Exercise task —
Count the lines in the rows below that contain the word "giving", treating uppercase and lowercase as different, and reply with only that number.

Items —
• • • •

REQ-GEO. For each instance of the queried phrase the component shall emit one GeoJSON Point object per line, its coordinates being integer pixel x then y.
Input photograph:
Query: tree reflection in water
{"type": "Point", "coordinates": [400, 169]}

• • • •

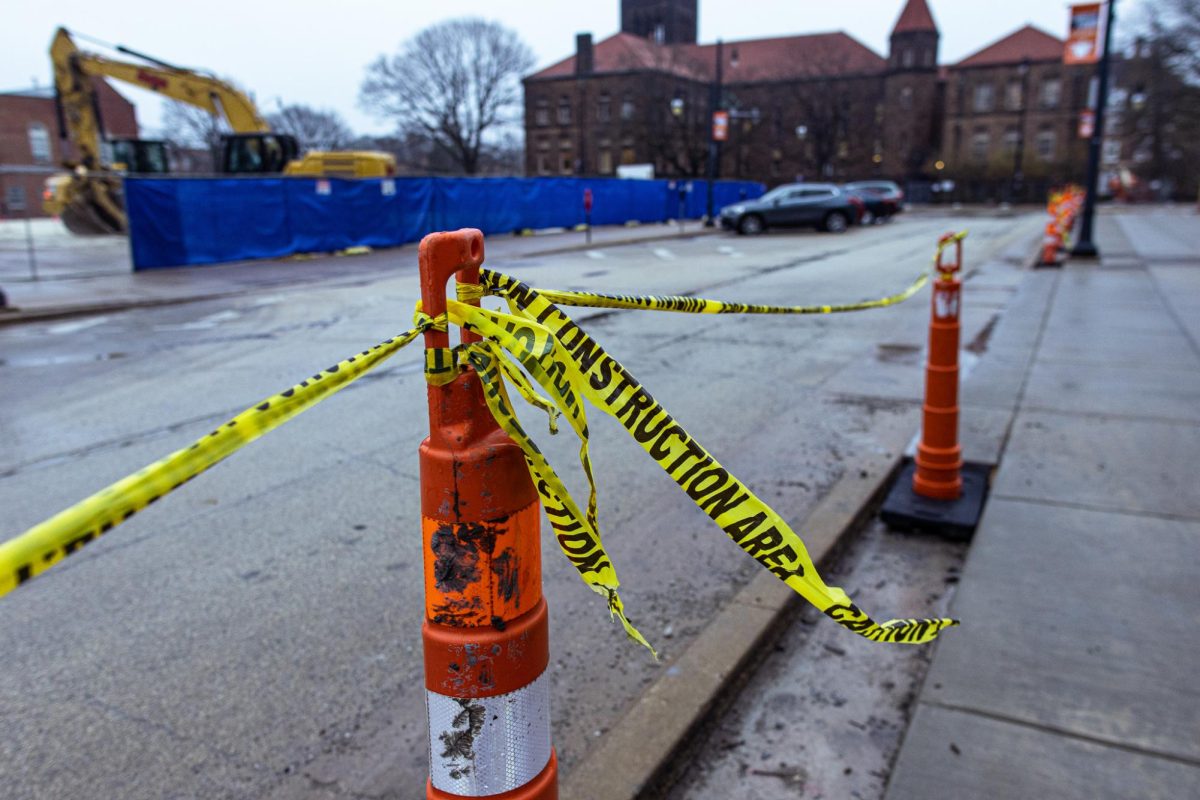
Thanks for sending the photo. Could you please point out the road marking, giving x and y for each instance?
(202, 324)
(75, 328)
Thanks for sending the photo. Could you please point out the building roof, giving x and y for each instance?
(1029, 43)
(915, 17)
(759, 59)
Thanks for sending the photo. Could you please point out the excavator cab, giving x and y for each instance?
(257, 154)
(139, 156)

• • • •

Solution to this task —
3